━━━ Article ━━━
We are on day 3. I plan to get out of bed at some point today. But first I’m posting this because rain or shine I am determined to stick to my weekly schedule goddamnit!

To visit: The Eden Project

Based in Cornwall, England, this impressive botanical project opened in the late 1990s. I visited when I was a kid but hadn’t been back since, so when my bestie and I were planning a trip out recently we decided to head down there are check it out. Two enormous domes – biomes, as they’re known – house a wide range of plant and animal life. You’ve got the Mediterranean biome – the smaller of the two, this one is comfortable to walk around in, packed with birds and bright flowers and a cute little pizza place I’d recommend for some lunch. There are a whole of bunch of food options at TEP, but we thought this was by far the nicest one. After you’ve eaten your pizza, have a wander and make sure to check out the tulips in the spring – they’re truly gorgeous – and the weird Bacchanalian sculptures for The Secret History vibes.

After that you head into the rainforest biome, and, as much as I loved hanging out in the Mediterranean, this was really the highlight of the day for me. Hot, sticky and humid as hell, regardless of the weather come with the knowledge that whatever you’re wearing, after you’ve spent about 15 minutes in here you’re going to want to take it off.

(Also, just give up on your hair for the day.)

Packed with beautiful rainforest plants including bananas, cacao trees and the orchid pergola, which houses over 500 different species, make sure to also watch out for the birds, lizards and beetles that call this biome home. Despite the heat, which the higher you climb does become quite extreme, we spent more than an hour inside the rainforest biome. It’s full of fascinating facts about the impact loss of the rainforest is having on the planet in addition to a beautiful but utterly devastating exhibition of photography of native people – who the TEP describe as natural environmentalists – and how climate change and deforestation has destroyed their way of living in so many places.

And the biomes are really just half of your day. Beautiful gardens, fascinating exhibitions and a massive play area for the kids in addition to activities like zip lining (super expensive but looks SO FUN) mean you can comfortably spend the entire day here – and at £25 for entry, you’re going to want to!

To watch: Barry (HBO/NowTV)

Barry

This weird show about a depressed hitman turned actor is dark, menacing, depressing and very very funny. A lot of shows boast a ‘morally grey’ leading man, but Bill Hader’s fantastic turn as Barry is one of the only lovable murderers on TV I have genuinely complicated feelings about, owing to an awful/brilliant twist at the end of the first season. Watch it nooooowww.

To listen: Mitski

I have commitment issues, but with this girl I’m in it for the long haul. Mitski isn’t new to me but she is the only artist I can think of where every time I hear a song I get lost in her albums for days.
━━━
### Required tasks
1. Print the stretch of the blog post from "We are on day" through "weekly schedule goddamnit!", word for word.
2. Answer these about the blog post:
(a) What does entry to the Eden Project cost?
(b) Who plays the title role in Barry?
(c) How many different species does the orchid pergola house?
━━━ Extracted data ━━━
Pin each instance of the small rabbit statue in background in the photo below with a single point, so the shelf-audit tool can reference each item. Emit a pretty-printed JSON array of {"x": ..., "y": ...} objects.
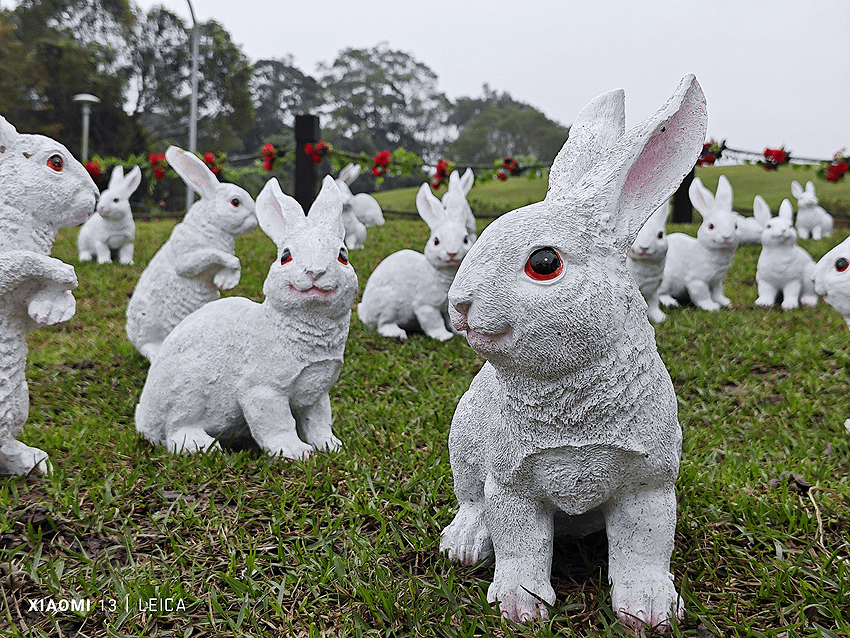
[
  {"x": 695, "y": 267},
  {"x": 111, "y": 228},
  {"x": 42, "y": 189},
  {"x": 646, "y": 260},
  {"x": 237, "y": 368},
  {"x": 407, "y": 290},
  {"x": 198, "y": 259},
  {"x": 812, "y": 220},
  {"x": 574, "y": 411},
  {"x": 358, "y": 211},
  {"x": 783, "y": 266}
]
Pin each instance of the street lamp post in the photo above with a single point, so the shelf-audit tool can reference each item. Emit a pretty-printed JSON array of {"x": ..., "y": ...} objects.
[{"x": 86, "y": 99}]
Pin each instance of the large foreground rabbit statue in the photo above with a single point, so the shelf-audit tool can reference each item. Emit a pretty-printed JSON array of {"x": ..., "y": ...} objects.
[
  {"x": 237, "y": 368},
  {"x": 42, "y": 189},
  {"x": 198, "y": 259},
  {"x": 574, "y": 410}
]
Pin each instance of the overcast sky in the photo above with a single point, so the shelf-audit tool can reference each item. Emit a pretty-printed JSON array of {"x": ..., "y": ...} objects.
[{"x": 773, "y": 73}]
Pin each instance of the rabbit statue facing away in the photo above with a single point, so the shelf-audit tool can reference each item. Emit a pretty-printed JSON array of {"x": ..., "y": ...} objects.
[
  {"x": 198, "y": 259},
  {"x": 574, "y": 410},
  {"x": 646, "y": 260},
  {"x": 358, "y": 211},
  {"x": 408, "y": 290},
  {"x": 812, "y": 220},
  {"x": 111, "y": 228},
  {"x": 236, "y": 367},
  {"x": 42, "y": 189},
  {"x": 783, "y": 266},
  {"x": 695, "y": 267}
]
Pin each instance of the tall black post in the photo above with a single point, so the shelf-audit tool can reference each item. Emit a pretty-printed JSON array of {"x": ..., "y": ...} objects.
[
  {"x": 683, "y": 211},
  {"x": 307, "y": 131}
]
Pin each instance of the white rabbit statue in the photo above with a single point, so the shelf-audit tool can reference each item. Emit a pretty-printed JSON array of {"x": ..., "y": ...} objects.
[
  {"x": 358, "y": 211},
  {"x": 237, "y": 367},
  {"x": 455, "y": 198},
  {"x": 408, "y": 290},
  {"x": 42, "y": 189},
  {"x": 783, "y": 266},
  {"x": 812, "y": 220},
  {"x": 574, "y": 410},
  {"x": 646, "y": 260},
  {"x": 695, "y": 267},
  {"x": 198, "y": 259},
  {"x": 111, "y": 228}
]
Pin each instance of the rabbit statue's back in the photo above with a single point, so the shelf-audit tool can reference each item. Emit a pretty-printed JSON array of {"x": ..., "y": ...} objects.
[
  {"x": 42, "y": 189},
  {"x": 237, "y": 368},
  {"x": 111, "y": 228},
  {"x": 574, "y": 409},
  {"x": 198, "y": 259}
]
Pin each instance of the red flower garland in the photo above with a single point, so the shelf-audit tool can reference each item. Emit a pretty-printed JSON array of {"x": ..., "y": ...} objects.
[
  {"x": 158, "y": 164},
  {"x": 382, "y": 162}
]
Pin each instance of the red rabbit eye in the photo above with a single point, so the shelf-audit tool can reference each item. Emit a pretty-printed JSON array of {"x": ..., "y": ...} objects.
[
  {"x": 544, "y": 264},
  {"x": 56, "y": 163}
]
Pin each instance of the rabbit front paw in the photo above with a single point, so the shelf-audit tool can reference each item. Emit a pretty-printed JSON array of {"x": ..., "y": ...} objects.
[
  {"x": 649, "y": 599},
  {"x": 227, "y": 278},
  {"x": 467, "y": 539},
  {"x": 521, "y": 600},
  {"x": 49, "y": 307}
]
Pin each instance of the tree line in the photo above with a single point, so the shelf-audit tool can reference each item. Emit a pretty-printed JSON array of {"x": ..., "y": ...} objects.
[{"x": 138, "y": 63}]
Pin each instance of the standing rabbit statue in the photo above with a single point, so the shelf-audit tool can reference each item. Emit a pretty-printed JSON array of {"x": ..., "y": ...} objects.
[
  {"x": 408, "y": 290},
  {"x": 646, "y": 260},
  {"x": 695, "y": 268},
  {"x": 111, "y": 228},
  {"x": 358, "y": 211},
  {"x": 812, "y": 220},
  {"x": 236, "y": 367},
  {"x": 198, "y": 259},
  {"x": 783, "y": 267},
  {"x": 455, "y": 198},
  {"x": 574, "y": 411},
  {"x": 42, "y": 189}
]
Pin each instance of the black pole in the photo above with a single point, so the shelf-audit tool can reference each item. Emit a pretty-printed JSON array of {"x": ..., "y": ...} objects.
[
  {"x": 683, "y": 211},
  {"x": 307, "y": 131}
]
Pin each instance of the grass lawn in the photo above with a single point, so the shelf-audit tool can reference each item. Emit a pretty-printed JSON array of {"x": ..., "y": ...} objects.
[
  {"x": 747, "y": 181},
  {"x": 346, "y": 544}
]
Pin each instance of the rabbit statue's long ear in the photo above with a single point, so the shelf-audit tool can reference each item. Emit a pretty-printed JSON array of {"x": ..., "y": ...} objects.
[
  {"x": 192, "y": 170},
  {"x": 327, "y": 209},
  {"x": 723, "y": 197},
  {"x": 8, "y": 134},
  {"x": 132, "y": 181},
  {"x": 701, "y": 198},
  {"x": 429, "y": 207},
  {"x": 117, "y": 176},
  {"x": 761, "y": 211},
  {"x": 786, "y": 210},
  {"x": 277, "y": 211}
]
━━━
### Results of the tasks
1.
We are on day 3. I plan to get out of bed at some point today. But first I’m posting this because rain or shine I am determined to stick to my weekly schedule goddamnit!

2.
(a) £25
(b) Bill Hader
(c) Over 500